··· Available records ···
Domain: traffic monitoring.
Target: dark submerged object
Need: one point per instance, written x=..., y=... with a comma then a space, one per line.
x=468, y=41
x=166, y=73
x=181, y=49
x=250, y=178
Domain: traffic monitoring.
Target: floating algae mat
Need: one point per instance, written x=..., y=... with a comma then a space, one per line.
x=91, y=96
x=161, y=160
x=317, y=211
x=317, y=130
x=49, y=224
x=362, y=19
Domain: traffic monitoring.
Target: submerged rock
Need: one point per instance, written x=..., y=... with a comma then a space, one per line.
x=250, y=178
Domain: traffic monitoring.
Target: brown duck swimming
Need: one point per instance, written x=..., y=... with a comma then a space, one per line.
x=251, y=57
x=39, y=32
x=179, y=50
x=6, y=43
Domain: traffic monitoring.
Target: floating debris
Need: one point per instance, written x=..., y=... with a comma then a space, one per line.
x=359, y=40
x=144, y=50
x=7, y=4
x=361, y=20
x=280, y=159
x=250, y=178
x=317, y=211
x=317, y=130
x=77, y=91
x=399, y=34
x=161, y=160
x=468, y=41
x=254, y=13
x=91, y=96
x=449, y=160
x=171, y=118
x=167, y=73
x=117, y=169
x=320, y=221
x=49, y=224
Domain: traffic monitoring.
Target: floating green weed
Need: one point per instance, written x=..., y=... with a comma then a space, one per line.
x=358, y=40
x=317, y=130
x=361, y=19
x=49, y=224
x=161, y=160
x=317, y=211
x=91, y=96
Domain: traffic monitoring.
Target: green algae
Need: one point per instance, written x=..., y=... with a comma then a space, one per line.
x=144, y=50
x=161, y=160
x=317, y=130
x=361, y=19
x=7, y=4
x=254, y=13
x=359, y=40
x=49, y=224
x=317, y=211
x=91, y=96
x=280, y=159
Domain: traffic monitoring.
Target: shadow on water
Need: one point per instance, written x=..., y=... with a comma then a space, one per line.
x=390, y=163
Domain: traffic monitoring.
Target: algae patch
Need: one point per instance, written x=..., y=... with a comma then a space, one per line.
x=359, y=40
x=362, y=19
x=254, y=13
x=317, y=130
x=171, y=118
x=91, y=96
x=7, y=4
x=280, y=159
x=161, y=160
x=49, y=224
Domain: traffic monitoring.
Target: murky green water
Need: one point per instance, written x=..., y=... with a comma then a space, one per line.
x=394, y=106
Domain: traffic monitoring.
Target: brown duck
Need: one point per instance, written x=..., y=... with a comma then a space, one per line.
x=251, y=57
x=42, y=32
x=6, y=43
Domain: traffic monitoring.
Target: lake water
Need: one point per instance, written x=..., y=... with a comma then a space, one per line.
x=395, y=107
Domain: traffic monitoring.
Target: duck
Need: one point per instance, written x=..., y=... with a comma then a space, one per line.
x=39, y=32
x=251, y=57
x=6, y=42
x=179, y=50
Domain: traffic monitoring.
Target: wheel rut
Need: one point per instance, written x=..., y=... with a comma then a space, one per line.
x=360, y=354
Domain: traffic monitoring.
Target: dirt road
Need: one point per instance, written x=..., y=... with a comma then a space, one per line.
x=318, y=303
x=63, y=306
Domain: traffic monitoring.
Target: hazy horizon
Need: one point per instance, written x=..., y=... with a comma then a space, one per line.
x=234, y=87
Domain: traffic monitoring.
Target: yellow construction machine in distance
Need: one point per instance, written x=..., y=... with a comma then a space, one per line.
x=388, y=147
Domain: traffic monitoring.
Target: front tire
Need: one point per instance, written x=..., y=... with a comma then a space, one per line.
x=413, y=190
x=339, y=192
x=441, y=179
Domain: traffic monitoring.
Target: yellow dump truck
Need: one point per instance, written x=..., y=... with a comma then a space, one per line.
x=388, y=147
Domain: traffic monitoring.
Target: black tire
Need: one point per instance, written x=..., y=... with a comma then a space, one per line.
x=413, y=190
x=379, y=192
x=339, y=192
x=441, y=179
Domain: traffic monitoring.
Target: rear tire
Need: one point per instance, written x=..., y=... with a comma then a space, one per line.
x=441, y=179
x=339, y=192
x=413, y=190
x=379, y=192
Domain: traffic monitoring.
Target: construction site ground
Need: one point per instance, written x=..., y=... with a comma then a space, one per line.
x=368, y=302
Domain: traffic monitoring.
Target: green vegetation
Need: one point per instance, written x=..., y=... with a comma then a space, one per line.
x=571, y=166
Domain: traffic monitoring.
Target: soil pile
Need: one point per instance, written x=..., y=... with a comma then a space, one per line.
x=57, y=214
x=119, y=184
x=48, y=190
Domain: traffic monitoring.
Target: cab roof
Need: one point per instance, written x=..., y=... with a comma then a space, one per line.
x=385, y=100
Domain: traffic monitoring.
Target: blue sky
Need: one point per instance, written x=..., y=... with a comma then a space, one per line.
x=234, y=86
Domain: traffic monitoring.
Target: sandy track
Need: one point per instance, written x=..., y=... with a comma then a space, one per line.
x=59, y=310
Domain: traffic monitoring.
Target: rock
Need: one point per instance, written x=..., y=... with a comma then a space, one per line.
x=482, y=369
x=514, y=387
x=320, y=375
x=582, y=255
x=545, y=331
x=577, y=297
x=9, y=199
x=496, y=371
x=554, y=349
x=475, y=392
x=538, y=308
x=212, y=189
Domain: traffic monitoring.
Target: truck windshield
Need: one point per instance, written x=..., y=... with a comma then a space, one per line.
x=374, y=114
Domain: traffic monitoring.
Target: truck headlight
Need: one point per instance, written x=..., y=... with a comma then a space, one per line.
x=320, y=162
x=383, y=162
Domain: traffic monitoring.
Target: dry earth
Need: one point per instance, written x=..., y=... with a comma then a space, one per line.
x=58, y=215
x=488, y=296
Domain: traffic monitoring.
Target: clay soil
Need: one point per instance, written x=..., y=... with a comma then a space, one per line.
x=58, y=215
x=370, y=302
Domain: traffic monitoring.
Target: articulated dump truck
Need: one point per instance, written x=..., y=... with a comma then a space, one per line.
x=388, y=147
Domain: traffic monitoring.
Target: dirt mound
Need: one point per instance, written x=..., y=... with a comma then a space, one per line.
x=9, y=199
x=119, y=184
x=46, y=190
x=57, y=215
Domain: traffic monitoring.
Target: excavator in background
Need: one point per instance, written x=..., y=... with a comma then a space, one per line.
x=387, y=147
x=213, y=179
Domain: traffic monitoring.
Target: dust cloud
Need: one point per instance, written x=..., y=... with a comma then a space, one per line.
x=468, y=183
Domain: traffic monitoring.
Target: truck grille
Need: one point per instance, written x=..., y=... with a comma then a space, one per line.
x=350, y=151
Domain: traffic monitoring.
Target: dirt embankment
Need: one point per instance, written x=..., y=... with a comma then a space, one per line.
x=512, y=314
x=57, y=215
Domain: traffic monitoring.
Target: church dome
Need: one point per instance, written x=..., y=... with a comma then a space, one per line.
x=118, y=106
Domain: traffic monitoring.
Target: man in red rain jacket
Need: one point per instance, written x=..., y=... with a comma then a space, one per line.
···
Extract all lines as given.

Domain: traffic monitoring.
Target: dark submerged object
Need: one point per instance, written x=..., y=... with a comma then a space, one per line.
x=468, y=41
x=166, y=73
x=181, y=49
x=250, y=178
Domain: traffic monitoring.
Target: floating algae mat
Need: one point per instance, written x=..., y=... with a comma then a space, one per line.
x=91, y=96
x=161, y=160
x=317, y=211
x=317, y=130
x=49, y=224
x=362, y=19
Domain: traffic monitoring.
Target: submerged rock
Need: one point per instance, written x=..., y=... with a comma then a space, one per line.
x=250, y=178
Domain: traffic monitoring.
Target: brown duck swimming
Need: one point per instance, written x=..., y=... with a comma then a space, one per line.
x=251, y=57
x=39, y=32
x=179, y=50
x=6, y=43
Domain: traffic monitoring.
Target: floating debris
Need: one point per instance, written x=..., y=... with a comma then a space, one per line.
x=359, y=40
x=144, y=50
x=7, y=4
x=361, y=20
x=280, y=159
x=250, y=178
x=317, y=211
x=317, y=130
x=77, y=91
x=399, y=34
x=161, y=160
x=468, y=41
x=254, y=13
x=91, y=96
x=449, y=160
x=171, y=118
x=167, y=73
x=117, y=169
x=320, y=221
x=49, y=224
Domain: traffic monitoring.
Target: floating green weed
Need: one point per instance, written x=..., y=... with a comma then a space, one per line.
x=358, y=40
x=317, y=130
x=361, y=19
x=49, y=224
x=161, y=160
x=317, y=211
x=91, y=96
Domain: traffic monitoring.
Target: green algae
Need: one point per instance, written x=..., y=... with a comma then a space, one per line.
x=144, y=50
x=161, y=160
x=317, y=130
x=361, y=19
x=7, y=4
x=254, y=13
x=359, y=40
x=49, y=224
x=317, y=211
x=91, y=96
x=280, y=159
Domain: traffic monitoring.
Target: shadow on water
Need: one point per instance, written x=..., y=... with a comma then a space, one per line.
x=390, y=163
Domain: traffic monitoring.
Target: algae patch
Need: one point per instance, written x=..., y=... with a comma then a space, one per line.
x=359, y=40
x=362, y=19
x=254, y=13
x=317, y=130
x=171, y=118
x=91, y=96
x=7, y=4
x=280, y=159
x=161, y=160
x=49, y=224
Domain: traffic monitoring.
Target: murky green water
Need: one point per instance, written x=..., y=... with a comma then a space, one per line.
x=394, y=106
Domain: traffic monitoring.
Target: brown duck
Need: one point per instance, written x=..., y=... with a comma then a space, one per line.
x=251, y=57
x=42, y=32
x=6, y=43
Domain: traffic monitoring.
Target: lake water
Need: one point per instance, written x=..., y=... with a comma then a space, one per line.
x=395, y=107
Domain: traffic monitoring.
Target: duck
Need: one point per instance, written x=..., y=... with a comma then a space, one per line.
x=39, y=32
x=251, y=57
x=6, y=42
x=179, y=50
Domain: traffic monitoring.
Target: wheel rut
Need: one point per instance, written x=..., y=... with a comma then a space, one per line.
x=360, y=354
Domain: traffic monitoring.
Target: dirt road
Need: one point per instance, written x=..., y=... with a comma then a space, one per line.
x=318, y=303
x=63, y=306
Domain: traffic monitoring.
Target: hazy horizon
Need: one point per instance, written x=..., y=... with a comma then a space, one per line.
x=234, y=87
Domain: traffic monitoring.
Target: yellow construction machine in distance
Need: one point per instance, written x=..., y=... with a comma then a space, one per line.
x=388, y=147
Domain: traffic monitoring.
Target: front tire
Need: one point per instance, written x=..., y=... with a comma then a space, one per line.
x=413, y=190
x=339, y=192
x=441, y=179
Domain: traffic monitoring.
Target: yellow dump truck
Need: one point per instance, written x=..., y=... with a comma then a space, one per line.
x=388, y=147
Domain: traffic monitoring.
Target: black tire
Need: one point per instance, written x=..., y=... with a comma then a space, one per line.
x=413, y=190
x=379, y=192
x=339, y=192
x=441, y=179
Domain: traffic monitoring.
Target: rear tire
Need: one point per instance, written x=..., y=... with a comma then a space, one per line.
x=441, y=179
x=339, y=192
x=413, y=190
x=379, y=192
Domain: traffic monitoring.
Target: construction site ground
Need: one point per instance, written x=..., y=... with a comma then a space, one per line.
x=368, y=302
Domain: traffic monitoring.
Target: green vegetation
Need: one point per instance, written x=..., y=... with a comma then a space, one per line.
x=571, y=166
Domain: traffic monitoring.
Target: soil pile
Need: one point per instance, written x=..., y=... with a comma then a space, one per line.
x=57, y=214
x=119, y=184
x=48, y=190
Domain: traffic monitoring.
Target: cab roof
Need: one point per instance, written x=..., y=... with a comma then a space, one per line.
x=385, y=100
Domain: traffic monitoring.
Target: blue sky
Need: one point per instance, written x=..., y=... with a comma then a space, one per line.
x=234, y=86
Domain: traffic monitoring.
Target: sandy track
Need: one point per instance, written x=..., y=... with a comma then a space, one per line.
x=59, y=310
Domain: traffic monitoring.
Target: rock
Need: one point per instance, written x=..., y=... with a comma then a space, one per line.
x=482, y=369
x=514, y=387
x=320, y=375
x=582, y=255
x=545, y=331
x=577, y=297
x=9, y=199
x=496, y=371
x=554, y=349
x=475, y=392
x=538, y=308
x=212, y=189
Domain: traffic monitoring.
Target: truck windshield
Need: one point per instance, written x=..., y=... with a comma then a space, one per line.
x=374, y=114
Domain: traffic monitoring.
Target: truck headlight
Need: one point per instance, written x=..., y=... with a comma then a space, one per line.
x=320, y=162
x=383, y=162
Domain: traffic monitoring.
Target: dry earth
Need: one point per instance, written x=..., y=... with a comma then a space, one per line.
x=58, y=215
x=488, y=296
Domain: traffic monitoring.
Target: clay soil
Need: one point per instance, written x=..., y=... with a comma then a space, one per line.
x=58, y=215
x=370, y=302
Domain: traffic monitoring.
Target: articulated dump truck
Need: one point per instance, written x=..., y=... with a comma then a space, one per line.
x=388, y=147
Domain: traffic monitoring.
Target: dirt mound
Need: one point per instance, written x=..., y=... with a comma then a space, one per line.
x=9, y=199
x=119, y=184
x=46, y=190
x=57, y=215
Domain: traffic monitoring.
Target: excavator in background
Need: one point per instance, written x=..., y=... with a comma then a space, one per line.
x=387, y=147
x=213, y=179
Domain: traffic monitoring.
Target: dust cloud
Need: one point per instance, written x=..., y=... with a comma then a space, one per line.
x=468, y=183
Domain: traffic monitoring.
Target: truck grille
Need: one point per instance, written x=..., y=... with a comma then a space, one per line.
x=350, y=151
Domain: traffic monitoring.
Target: dirt embankment
Need: one point per instance, written x=..., y=... with a comma then a space, one per line.
x=512, y=314
x=57, y=215
Domain: traffic monitoring.
Target: church dome
Need: one point per instance, written x=..., y=... with a comma then a space, one per line.
x=118, y=106
Domain: traffic monitoring.
Target: man in red rain jacket
Need: one point per instance, written x=..., y=... with a comma then a space, one per line.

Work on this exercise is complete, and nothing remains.